Collected data
-- Opening Marker --

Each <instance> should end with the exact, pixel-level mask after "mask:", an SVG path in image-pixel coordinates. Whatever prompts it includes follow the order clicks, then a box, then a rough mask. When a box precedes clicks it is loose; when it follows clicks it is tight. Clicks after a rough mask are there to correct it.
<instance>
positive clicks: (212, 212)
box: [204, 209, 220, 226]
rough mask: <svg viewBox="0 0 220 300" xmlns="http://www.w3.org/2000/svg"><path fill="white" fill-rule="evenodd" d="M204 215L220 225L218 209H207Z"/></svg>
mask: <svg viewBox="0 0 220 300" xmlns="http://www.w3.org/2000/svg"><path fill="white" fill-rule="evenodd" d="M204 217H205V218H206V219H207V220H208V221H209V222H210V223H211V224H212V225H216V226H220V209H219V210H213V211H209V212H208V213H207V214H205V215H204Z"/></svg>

-- Closing Marker --

Word for word, copy out the records.

Each <instance> should end with the exact, pixel-level mask after "mask:", an SVG path in image-pixel coordinates. Whatever prompts it includes follow the order clicks, then a box, then a rough mask. When a box precedes clicks it is loose; when it follows clicks it is tight. Clicks after a rough mask are there to correct it.
<instance>
positive clicks: (212, 212)
box: [204, 209, 220, 226]
rough mask: <svg viewBox="0 0 220 300" xmlns="http://www.w3.org/2000/svg"><path fill="white" fill-rule="evenodd" d="M204 215L220 225L218 209H207Z"/></svg>
mask: <svg viewBox="0 0 220 300" xmlns="http://www.w3.org/2000/svg"><path fill="white" fill-rule="evenodd" d="M204 217H205V218H206V219H207V220H208V221H209V222H210V223H211V224H212V225H216V226H220V209H219V210H213V211H209V212H208V213H207V214H205V215H204Z"/></svg>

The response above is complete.